▸ Position identification records:
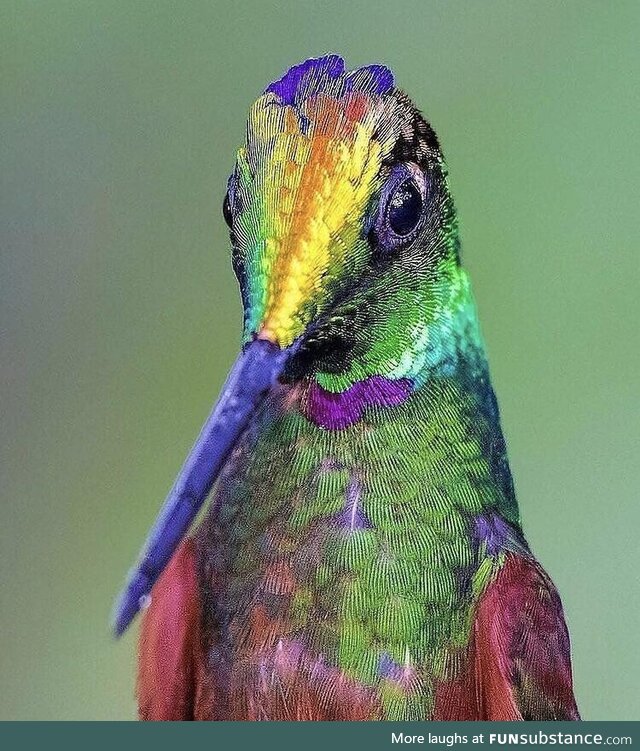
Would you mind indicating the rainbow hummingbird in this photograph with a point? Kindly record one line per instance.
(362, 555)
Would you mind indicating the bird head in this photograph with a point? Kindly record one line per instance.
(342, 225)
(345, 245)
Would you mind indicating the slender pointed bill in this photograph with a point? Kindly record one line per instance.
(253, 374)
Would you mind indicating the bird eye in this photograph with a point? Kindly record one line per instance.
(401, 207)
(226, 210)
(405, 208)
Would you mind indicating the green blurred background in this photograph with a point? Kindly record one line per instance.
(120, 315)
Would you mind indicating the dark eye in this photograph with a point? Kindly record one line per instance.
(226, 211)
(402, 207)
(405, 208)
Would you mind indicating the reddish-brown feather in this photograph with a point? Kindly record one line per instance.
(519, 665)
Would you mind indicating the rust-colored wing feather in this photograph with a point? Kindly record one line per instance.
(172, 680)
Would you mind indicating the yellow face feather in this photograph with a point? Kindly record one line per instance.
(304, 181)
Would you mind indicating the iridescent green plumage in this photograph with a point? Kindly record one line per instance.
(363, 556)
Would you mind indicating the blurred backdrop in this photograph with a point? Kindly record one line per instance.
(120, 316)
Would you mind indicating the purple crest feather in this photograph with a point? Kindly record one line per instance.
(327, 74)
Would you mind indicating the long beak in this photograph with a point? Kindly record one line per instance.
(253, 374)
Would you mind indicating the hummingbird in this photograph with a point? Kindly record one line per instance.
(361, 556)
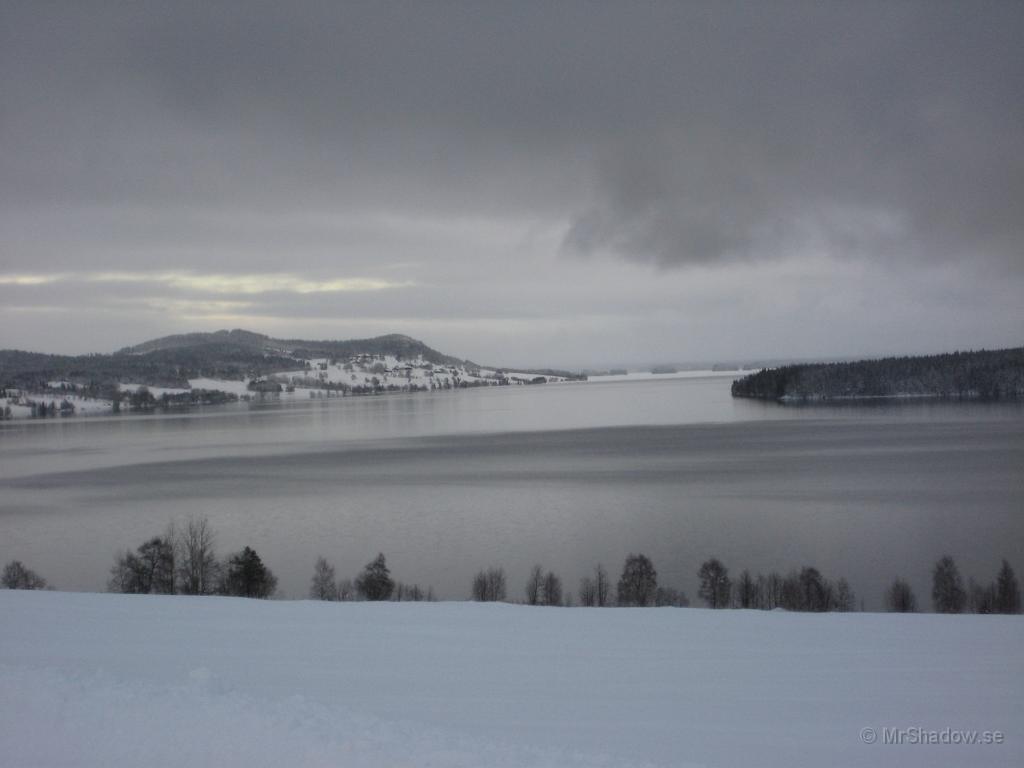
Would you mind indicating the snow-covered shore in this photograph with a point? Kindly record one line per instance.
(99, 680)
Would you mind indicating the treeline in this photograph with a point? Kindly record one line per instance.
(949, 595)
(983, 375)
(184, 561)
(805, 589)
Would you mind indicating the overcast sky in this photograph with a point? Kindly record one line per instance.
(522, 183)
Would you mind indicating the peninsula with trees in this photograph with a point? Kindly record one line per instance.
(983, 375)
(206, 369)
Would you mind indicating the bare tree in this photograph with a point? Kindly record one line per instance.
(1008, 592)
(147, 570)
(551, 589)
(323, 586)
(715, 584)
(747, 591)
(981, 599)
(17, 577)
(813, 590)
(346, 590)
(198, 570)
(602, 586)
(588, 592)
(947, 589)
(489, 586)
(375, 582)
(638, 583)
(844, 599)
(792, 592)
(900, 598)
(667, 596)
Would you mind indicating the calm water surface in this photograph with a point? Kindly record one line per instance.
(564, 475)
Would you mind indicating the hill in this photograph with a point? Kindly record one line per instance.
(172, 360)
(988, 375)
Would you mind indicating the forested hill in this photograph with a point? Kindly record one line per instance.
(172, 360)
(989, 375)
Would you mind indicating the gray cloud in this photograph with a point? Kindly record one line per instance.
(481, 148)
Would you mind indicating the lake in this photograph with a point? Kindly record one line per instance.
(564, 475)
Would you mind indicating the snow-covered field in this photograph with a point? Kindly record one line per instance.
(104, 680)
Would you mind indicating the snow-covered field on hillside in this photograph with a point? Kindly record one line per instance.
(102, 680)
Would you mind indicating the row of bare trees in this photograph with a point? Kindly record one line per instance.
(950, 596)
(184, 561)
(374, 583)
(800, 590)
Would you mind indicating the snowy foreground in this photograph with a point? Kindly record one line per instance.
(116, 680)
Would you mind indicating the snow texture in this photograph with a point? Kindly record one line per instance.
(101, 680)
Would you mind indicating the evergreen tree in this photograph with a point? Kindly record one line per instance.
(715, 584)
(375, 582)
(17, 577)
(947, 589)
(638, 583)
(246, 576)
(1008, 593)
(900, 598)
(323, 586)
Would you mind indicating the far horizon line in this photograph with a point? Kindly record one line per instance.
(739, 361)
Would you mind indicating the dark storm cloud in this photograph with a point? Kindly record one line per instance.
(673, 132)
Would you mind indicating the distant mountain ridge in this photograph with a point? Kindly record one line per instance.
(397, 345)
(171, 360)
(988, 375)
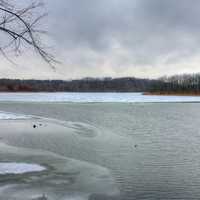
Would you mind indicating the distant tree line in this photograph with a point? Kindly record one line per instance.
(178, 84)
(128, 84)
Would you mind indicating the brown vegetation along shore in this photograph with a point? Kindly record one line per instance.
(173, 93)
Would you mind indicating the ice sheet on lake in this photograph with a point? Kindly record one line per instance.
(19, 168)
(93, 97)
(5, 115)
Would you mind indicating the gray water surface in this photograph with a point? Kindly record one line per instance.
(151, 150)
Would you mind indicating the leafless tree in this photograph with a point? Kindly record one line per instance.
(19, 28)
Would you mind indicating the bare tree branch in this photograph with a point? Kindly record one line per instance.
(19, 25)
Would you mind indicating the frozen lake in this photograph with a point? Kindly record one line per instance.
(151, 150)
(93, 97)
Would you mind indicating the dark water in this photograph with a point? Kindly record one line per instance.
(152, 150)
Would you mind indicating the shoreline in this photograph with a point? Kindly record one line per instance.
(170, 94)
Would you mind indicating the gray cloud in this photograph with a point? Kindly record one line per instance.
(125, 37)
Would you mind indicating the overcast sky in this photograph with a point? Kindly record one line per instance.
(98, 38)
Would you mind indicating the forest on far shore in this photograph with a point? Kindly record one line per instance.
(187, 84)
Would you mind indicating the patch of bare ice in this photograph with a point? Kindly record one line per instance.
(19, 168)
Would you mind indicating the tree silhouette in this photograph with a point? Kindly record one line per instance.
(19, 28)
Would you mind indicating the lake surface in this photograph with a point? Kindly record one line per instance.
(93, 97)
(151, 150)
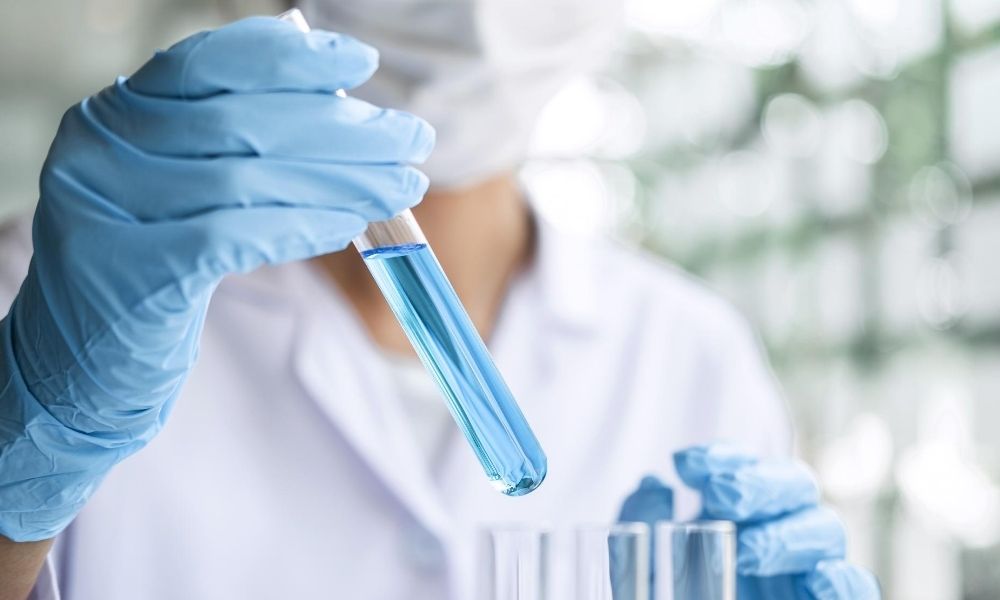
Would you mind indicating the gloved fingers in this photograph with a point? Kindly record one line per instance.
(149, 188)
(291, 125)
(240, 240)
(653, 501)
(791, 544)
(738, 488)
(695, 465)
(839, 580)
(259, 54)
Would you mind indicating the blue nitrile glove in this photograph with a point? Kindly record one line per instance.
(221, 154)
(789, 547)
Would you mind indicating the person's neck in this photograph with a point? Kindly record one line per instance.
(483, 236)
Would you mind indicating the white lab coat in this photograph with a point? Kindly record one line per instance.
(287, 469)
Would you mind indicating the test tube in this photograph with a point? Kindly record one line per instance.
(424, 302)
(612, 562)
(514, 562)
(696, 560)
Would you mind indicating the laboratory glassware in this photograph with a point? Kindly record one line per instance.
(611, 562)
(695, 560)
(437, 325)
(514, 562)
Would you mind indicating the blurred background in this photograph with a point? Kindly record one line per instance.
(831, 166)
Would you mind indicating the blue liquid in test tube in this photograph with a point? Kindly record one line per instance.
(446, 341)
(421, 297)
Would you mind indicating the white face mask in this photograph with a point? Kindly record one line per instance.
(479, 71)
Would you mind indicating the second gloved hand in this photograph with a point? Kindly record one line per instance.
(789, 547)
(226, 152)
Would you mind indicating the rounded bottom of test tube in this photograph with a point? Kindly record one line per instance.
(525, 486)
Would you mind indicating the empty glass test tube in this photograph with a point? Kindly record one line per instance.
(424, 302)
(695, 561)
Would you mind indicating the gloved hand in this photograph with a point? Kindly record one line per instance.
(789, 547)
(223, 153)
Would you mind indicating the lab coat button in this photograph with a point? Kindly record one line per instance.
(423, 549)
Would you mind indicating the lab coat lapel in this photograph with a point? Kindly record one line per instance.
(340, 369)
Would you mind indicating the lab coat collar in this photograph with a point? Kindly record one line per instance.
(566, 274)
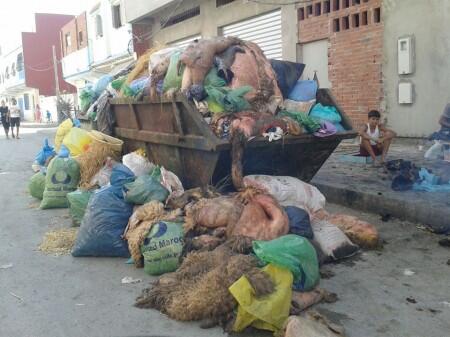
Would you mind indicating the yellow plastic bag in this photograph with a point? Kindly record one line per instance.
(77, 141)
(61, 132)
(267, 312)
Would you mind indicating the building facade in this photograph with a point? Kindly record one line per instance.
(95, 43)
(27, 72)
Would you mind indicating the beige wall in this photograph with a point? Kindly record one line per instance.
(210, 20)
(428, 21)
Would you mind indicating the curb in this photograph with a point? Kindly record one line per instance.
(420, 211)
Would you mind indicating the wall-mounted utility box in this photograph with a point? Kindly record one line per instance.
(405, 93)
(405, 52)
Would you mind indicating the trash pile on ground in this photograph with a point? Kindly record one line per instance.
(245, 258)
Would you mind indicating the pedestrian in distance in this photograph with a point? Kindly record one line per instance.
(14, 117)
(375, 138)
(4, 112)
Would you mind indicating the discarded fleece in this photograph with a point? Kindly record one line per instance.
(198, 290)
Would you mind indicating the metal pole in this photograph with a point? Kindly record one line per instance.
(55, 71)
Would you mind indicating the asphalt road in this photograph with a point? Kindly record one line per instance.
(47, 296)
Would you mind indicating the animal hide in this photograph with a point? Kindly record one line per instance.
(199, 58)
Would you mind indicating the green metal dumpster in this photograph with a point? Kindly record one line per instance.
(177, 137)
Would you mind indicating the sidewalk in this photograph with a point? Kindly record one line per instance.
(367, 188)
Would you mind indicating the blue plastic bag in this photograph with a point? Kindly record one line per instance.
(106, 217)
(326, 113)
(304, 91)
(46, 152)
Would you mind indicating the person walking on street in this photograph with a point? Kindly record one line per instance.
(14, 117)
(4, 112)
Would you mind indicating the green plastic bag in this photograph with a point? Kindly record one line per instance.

▸ Directions: Beginning with the line that contains "Would you mind indicating the green metal", repeat every line through the end of the records and nothing more.

▸ Output below:
Would you mind indicating the green metal dumpster in this photograph with a point? Kindly record one line per instance.
(177, 137)
Would you mind indicating the sidewalk in this photograph with a point? Kindly record one line per instance.
(367, 188)
Would you mind indicating the blue plastic bag in this photograph with a point? Kindly record one line per instance.
(106, 217)
(326, 113)
(304, 91)
(46, 152)
Would you mind indicating the person walking on street in this photograph with a point? Kindly record one line per instance.
(14, 117)
(4, 112)
Would you mind indicating the green plastic bag in this photograph with a point? Kindly record one line per instance.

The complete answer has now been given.